■ Records
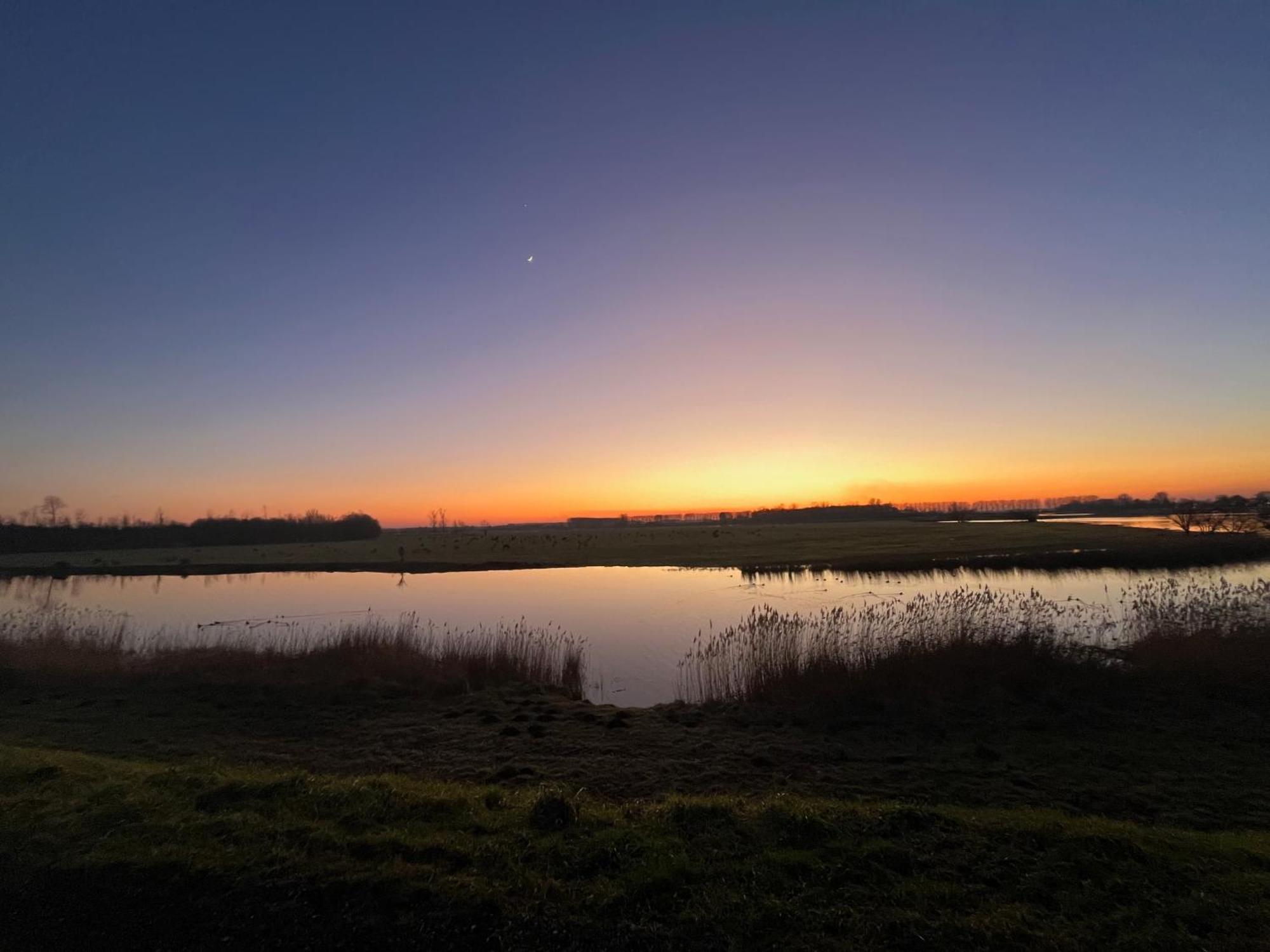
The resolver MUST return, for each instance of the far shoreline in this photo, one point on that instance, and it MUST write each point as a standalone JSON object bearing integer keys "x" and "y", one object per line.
{"x": 1227, "y": 553}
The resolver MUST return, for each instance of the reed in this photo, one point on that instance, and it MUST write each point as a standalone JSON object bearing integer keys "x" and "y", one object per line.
{"x": 404, "y": 652}
{"x": 971, "y": 638}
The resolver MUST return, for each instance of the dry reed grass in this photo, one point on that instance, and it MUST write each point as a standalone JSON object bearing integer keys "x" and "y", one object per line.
{"x": 406, "y": 652}
{"x": 972, "y": 638}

■ Requirement
Rescale the data above by reproducing every line of text, with each x and y point coordinate multiplied by 1.2 and rounded to the nearest whole number, halves rounded up. Leave the pictures out of your answer.

■ Task solution
The resolver MUST return, for each instance of the far shoreline in this photo, one point on that instance, and it MUST write each point as a standalone JSON object bearing integer keys "x" and "y", one object per line.
{"x": 1472, "y": 664}
The resolver MUST return, for each instance of the reed in this photo, one point on that instance, and it MUST write each point as a standalone JSON object bearing integer keys "x" and "y", one object per line.
{"x": 485, "y": 782}
{"x": 1165, "y": 766}
The resolver MUST return, for each instance of the dry reed grass in this photo, one point on that instance, and it MUST write each point as a standalone JSON object bearing integer keys "x" and "y", one object per line.
{"x": 487, "y": 782}
{"x": 1166, "y": 766}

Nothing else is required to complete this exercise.